#### Task description
Report every line in the records below that contains the string "black", treating uppercase and lowercase as distinct.

#### Given records
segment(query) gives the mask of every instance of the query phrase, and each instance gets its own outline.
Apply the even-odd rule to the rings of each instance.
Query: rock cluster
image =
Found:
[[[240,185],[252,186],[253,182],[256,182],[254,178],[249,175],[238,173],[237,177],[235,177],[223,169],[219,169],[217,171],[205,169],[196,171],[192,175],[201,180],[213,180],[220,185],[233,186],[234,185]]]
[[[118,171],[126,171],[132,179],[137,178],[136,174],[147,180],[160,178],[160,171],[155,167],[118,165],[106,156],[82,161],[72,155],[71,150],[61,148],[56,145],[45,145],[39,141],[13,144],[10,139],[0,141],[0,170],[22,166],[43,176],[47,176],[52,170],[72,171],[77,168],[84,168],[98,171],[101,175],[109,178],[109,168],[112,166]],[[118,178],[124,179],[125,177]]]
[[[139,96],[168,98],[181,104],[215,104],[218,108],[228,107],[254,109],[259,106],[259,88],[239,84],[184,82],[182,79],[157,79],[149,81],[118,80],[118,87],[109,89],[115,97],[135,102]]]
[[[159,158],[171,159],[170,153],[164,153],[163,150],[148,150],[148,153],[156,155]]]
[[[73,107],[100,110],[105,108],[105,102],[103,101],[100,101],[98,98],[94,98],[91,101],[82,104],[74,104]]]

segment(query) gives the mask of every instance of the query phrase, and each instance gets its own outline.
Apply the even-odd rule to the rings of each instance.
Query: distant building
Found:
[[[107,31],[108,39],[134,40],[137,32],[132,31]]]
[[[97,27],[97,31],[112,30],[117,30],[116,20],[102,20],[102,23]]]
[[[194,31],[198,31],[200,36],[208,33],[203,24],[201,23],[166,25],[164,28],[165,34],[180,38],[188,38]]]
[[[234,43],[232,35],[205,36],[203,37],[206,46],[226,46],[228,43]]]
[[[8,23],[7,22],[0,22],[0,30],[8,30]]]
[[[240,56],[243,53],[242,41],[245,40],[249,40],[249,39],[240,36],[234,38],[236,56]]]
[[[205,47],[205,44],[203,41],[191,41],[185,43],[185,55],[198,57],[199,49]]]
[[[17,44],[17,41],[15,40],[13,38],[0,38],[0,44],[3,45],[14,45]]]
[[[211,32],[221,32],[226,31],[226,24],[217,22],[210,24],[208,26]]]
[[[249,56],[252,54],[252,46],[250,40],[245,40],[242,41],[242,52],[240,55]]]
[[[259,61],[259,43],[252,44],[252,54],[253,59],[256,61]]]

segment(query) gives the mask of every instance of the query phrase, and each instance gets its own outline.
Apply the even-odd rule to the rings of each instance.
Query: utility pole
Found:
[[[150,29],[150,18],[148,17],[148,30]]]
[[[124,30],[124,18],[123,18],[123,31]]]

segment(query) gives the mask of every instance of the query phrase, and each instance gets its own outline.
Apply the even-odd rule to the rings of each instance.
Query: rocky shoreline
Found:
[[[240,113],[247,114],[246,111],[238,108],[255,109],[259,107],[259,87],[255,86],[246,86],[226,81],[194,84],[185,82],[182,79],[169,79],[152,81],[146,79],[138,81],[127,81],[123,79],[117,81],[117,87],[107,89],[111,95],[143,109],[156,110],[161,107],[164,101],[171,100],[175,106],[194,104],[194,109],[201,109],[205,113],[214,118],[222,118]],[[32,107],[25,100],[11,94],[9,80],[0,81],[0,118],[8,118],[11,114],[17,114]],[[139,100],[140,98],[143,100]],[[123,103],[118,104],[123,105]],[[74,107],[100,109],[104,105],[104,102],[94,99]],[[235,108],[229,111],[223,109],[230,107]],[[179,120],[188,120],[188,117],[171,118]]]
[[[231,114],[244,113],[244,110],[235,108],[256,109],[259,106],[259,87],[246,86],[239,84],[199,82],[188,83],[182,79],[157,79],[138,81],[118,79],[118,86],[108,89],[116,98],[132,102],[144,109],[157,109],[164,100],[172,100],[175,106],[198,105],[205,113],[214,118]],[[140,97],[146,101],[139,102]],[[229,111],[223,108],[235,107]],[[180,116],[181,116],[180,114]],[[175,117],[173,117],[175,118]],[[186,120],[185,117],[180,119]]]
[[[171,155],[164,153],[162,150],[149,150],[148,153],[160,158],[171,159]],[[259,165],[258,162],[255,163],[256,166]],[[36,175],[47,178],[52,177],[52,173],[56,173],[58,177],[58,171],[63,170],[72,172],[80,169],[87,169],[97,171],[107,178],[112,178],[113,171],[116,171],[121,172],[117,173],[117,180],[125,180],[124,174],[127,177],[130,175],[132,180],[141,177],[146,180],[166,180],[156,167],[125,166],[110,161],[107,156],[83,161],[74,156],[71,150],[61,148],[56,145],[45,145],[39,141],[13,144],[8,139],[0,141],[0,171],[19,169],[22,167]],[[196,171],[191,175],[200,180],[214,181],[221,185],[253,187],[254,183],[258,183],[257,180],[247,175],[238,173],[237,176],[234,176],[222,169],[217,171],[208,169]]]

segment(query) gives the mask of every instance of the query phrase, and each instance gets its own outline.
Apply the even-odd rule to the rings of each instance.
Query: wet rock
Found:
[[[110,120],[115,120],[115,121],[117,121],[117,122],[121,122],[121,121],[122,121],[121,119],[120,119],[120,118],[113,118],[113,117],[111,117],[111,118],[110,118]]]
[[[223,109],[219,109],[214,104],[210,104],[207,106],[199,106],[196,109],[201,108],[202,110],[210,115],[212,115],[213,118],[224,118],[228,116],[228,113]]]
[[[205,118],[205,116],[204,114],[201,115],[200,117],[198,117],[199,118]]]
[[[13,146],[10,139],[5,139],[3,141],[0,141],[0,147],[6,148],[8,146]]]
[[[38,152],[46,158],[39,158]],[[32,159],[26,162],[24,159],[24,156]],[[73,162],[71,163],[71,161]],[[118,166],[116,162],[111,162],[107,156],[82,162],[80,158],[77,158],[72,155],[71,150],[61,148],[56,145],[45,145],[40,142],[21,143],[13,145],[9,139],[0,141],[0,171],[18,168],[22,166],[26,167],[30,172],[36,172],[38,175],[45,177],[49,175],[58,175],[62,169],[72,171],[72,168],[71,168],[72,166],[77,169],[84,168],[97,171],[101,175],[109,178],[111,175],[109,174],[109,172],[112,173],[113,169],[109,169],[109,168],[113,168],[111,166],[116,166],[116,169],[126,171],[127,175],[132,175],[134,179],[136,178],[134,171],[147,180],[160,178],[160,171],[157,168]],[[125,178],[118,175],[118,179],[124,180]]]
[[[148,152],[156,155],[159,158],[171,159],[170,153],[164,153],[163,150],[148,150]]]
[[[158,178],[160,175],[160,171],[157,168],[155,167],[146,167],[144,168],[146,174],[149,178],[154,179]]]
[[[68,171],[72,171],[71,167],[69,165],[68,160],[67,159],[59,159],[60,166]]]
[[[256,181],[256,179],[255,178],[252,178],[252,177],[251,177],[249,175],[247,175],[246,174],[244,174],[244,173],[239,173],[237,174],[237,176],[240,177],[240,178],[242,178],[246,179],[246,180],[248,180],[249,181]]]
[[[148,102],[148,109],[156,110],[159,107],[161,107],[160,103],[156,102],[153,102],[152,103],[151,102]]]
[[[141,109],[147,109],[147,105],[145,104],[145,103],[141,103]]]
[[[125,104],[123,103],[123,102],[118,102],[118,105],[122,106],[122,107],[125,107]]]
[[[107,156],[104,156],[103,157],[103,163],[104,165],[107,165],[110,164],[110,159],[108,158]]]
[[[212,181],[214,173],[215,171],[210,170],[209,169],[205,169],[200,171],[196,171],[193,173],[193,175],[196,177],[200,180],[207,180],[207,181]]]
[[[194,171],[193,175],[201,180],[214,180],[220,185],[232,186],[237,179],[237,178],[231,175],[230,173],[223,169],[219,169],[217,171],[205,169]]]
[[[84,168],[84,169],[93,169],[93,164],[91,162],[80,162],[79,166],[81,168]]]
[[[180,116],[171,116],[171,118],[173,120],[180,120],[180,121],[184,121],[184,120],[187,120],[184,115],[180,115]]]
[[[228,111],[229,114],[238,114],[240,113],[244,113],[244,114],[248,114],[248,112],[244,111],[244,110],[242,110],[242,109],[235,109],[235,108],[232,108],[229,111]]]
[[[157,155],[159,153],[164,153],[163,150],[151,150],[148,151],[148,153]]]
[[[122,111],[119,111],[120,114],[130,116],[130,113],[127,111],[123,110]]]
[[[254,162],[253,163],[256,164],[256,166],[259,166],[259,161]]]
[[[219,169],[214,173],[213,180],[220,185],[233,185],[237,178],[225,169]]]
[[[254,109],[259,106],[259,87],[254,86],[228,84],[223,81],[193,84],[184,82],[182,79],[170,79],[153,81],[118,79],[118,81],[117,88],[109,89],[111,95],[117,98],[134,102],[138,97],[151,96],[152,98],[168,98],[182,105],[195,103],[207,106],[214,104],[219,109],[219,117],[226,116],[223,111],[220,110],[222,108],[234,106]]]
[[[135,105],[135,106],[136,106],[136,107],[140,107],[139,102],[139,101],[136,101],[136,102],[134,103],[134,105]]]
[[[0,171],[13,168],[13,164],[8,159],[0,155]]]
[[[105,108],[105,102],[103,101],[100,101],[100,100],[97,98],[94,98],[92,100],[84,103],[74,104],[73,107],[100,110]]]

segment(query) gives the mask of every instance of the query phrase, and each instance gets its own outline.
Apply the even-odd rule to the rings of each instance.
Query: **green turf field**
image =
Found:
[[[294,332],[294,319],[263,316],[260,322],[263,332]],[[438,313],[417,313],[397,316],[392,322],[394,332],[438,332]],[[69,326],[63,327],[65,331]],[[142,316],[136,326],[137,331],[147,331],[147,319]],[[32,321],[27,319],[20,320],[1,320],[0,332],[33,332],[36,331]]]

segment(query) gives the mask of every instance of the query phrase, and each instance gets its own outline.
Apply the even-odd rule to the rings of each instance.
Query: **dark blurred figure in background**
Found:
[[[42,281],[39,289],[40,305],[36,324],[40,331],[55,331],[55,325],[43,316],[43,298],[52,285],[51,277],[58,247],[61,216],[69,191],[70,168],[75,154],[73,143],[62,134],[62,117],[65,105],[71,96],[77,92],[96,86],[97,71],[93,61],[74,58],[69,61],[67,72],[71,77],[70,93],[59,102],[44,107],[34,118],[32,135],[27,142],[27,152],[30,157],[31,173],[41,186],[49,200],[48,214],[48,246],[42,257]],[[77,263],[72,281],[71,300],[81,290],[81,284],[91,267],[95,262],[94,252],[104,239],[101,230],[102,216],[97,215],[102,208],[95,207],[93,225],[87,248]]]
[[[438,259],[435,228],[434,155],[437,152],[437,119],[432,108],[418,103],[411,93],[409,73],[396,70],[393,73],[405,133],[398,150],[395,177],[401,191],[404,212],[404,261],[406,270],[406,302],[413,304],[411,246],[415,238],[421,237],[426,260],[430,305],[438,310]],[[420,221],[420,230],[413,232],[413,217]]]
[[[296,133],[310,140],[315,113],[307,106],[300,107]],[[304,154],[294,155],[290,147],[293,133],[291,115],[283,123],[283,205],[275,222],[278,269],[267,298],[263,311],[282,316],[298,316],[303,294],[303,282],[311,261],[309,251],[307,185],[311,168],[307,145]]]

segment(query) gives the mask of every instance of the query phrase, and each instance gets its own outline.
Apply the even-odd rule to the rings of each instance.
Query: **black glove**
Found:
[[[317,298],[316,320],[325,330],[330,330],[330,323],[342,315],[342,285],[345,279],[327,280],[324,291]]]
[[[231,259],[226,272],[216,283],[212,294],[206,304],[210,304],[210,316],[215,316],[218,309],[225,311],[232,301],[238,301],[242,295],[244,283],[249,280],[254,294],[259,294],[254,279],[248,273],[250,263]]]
==
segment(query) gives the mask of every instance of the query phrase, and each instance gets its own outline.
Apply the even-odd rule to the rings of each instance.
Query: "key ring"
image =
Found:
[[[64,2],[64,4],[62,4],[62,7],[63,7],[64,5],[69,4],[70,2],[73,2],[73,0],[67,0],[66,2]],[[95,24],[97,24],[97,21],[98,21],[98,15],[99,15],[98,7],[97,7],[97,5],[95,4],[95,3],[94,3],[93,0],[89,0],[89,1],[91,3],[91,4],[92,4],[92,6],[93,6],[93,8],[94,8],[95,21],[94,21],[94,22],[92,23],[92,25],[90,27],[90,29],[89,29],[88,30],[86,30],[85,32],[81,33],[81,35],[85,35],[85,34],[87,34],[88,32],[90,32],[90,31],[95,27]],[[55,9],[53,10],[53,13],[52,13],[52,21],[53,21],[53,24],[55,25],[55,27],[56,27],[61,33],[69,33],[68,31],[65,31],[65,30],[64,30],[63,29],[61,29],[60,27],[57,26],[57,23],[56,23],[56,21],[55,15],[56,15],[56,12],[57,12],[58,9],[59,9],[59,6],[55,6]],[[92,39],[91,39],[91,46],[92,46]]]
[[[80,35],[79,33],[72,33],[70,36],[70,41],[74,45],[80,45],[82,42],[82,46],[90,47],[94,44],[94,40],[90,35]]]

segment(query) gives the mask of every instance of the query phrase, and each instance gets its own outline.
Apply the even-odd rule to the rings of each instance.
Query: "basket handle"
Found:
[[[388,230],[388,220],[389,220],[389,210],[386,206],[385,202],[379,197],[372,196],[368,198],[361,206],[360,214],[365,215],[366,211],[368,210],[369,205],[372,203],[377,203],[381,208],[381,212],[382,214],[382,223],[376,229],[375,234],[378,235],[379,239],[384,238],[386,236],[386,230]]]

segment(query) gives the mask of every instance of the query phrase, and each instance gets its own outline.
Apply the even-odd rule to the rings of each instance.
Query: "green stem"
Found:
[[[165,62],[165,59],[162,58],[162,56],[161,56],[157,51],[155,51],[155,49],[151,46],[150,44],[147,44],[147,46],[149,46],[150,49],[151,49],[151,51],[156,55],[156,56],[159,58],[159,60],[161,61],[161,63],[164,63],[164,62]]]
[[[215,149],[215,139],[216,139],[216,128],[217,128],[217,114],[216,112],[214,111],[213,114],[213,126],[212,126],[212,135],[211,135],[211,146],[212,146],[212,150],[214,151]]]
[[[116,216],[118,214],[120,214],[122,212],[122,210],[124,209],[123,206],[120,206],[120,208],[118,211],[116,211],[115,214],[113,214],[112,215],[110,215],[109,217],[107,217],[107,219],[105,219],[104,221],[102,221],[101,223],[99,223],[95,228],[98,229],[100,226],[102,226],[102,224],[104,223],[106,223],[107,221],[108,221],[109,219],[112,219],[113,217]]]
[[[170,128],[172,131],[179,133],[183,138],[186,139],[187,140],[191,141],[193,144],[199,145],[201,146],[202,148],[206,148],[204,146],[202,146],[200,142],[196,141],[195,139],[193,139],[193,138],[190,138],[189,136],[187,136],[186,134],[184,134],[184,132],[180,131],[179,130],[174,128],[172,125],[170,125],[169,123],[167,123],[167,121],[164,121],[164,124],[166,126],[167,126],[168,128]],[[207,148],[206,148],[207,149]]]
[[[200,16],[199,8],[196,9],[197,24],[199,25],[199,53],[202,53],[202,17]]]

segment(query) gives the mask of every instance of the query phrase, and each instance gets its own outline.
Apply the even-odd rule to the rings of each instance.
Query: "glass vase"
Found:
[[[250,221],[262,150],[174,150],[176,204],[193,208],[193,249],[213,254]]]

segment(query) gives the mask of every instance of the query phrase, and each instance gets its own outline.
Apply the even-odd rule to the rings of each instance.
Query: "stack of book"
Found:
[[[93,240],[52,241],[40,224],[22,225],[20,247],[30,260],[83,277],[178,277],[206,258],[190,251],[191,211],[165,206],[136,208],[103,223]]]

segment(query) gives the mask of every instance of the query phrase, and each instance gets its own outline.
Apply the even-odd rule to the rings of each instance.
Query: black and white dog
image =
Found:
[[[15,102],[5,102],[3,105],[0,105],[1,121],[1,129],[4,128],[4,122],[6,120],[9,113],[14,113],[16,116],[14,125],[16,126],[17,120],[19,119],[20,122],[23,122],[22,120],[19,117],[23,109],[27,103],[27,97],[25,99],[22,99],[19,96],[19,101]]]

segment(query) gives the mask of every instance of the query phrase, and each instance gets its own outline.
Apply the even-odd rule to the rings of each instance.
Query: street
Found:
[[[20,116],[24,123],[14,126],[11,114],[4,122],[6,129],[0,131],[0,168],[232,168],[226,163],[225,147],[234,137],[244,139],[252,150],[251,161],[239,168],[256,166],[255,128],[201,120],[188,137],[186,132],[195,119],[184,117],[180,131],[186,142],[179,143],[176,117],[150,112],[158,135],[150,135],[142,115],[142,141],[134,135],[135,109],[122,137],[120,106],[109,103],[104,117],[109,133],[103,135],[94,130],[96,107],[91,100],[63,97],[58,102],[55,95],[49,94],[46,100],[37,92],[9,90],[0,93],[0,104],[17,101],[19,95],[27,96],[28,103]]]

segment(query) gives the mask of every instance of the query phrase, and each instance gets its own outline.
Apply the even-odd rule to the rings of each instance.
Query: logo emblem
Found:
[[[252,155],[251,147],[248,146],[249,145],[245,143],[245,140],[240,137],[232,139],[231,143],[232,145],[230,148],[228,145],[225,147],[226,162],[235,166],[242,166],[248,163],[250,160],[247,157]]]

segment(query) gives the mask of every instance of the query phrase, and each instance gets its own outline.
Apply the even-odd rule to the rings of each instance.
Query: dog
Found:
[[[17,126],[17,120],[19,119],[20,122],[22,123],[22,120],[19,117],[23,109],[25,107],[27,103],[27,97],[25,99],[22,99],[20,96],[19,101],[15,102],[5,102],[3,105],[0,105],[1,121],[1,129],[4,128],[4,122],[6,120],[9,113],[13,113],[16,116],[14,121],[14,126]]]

#### Solution for this task
Query: **black glove**
Query: black and white dog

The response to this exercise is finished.